In the forum thread about adding a hard drive to the VIP211k receiver, what is the name of the guide that can be downloaded from the receiver description?

§ **Source**
— begin —
# VIP211k hard drive not listed on web site



## sagetek (Mar 8, 2010)

I've read all about adding a hard disk to the VIP211k receiver, but can not find it anywhere on the Dish Network web site! It seems like it may have been there at one time, due to all the autocomplete searchs on the site showing up "vip211k hard drive", but when I search, it comes back no subject found.
Anybody have a link to their site where it is located? Did they discontinue support?

Thanks,
Sagetek


----------



## altidude (Jan 13, 2010)

I added an external drive to my 211 less than a week ago.

Follow the posted link then select the VIP211k. Read the description for the unit, the text next to the image of the vip-211. There's a link there to download the Dish DVR Conversion Guide. That guide does not mention the 211k but it was the same process in my experience.

http://www.dishnetwork.com/receivers/hd/default.aspx

When I called to activate the DVR function on my 211, the Dish rep didn't know what I was talking about at first. Then I got the "oh yeah! The external drive." and it was activated in about 60 seconds.
— end —
§ **Record extracts**
— begin —
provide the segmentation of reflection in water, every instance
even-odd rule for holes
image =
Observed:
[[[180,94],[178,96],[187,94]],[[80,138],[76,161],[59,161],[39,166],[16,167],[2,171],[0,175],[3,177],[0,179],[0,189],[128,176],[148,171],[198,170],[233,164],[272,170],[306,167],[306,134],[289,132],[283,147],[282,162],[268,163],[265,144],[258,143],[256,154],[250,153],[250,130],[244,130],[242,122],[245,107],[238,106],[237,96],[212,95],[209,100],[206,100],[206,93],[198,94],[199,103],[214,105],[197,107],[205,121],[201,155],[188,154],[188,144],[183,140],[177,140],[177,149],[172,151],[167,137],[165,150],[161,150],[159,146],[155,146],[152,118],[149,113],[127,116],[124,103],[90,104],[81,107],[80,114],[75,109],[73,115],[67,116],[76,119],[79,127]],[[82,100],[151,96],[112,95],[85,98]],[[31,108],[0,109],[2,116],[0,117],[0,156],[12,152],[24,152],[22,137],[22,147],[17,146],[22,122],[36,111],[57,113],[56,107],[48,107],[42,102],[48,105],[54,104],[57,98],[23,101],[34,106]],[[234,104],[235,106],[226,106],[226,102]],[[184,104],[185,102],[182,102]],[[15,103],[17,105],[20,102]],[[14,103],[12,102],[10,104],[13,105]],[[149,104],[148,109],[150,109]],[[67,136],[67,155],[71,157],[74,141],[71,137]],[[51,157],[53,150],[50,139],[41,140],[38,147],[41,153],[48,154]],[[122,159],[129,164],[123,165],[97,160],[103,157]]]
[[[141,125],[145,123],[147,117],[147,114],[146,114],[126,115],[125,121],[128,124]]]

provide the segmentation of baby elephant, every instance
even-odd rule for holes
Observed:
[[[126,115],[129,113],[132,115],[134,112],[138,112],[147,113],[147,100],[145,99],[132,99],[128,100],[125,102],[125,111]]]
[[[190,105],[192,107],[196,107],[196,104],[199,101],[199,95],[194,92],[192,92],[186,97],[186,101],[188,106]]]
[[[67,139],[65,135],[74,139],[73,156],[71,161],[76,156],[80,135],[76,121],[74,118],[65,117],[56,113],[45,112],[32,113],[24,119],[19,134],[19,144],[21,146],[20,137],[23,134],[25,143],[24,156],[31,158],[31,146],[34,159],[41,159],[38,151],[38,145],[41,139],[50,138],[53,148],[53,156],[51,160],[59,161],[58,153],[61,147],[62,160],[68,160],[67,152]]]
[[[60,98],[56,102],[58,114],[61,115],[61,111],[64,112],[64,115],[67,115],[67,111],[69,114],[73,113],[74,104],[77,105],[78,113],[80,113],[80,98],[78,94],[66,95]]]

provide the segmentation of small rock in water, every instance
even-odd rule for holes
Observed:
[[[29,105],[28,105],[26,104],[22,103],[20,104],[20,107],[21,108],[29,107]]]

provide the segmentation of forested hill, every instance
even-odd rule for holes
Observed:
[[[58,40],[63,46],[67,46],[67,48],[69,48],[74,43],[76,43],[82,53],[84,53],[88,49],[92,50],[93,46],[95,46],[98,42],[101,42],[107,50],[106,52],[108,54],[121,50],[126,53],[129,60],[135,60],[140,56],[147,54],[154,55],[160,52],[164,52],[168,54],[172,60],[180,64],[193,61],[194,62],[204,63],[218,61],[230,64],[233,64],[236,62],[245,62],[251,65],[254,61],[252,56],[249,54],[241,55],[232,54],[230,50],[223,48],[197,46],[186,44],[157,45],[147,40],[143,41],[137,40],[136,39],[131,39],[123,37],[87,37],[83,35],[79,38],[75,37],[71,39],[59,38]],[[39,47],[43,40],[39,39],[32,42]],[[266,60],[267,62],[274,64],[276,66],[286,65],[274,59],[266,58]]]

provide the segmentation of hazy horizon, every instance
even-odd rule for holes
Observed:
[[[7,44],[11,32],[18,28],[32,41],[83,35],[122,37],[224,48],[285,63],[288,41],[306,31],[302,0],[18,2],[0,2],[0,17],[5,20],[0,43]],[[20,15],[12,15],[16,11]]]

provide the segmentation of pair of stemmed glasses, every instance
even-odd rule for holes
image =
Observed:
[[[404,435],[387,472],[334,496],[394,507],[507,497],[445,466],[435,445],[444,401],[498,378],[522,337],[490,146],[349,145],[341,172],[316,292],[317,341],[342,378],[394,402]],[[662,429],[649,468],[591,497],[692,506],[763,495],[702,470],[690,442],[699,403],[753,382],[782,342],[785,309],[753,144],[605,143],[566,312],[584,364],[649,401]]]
— end —
§ **Written reply**
The Dish DVR Conversion Guide.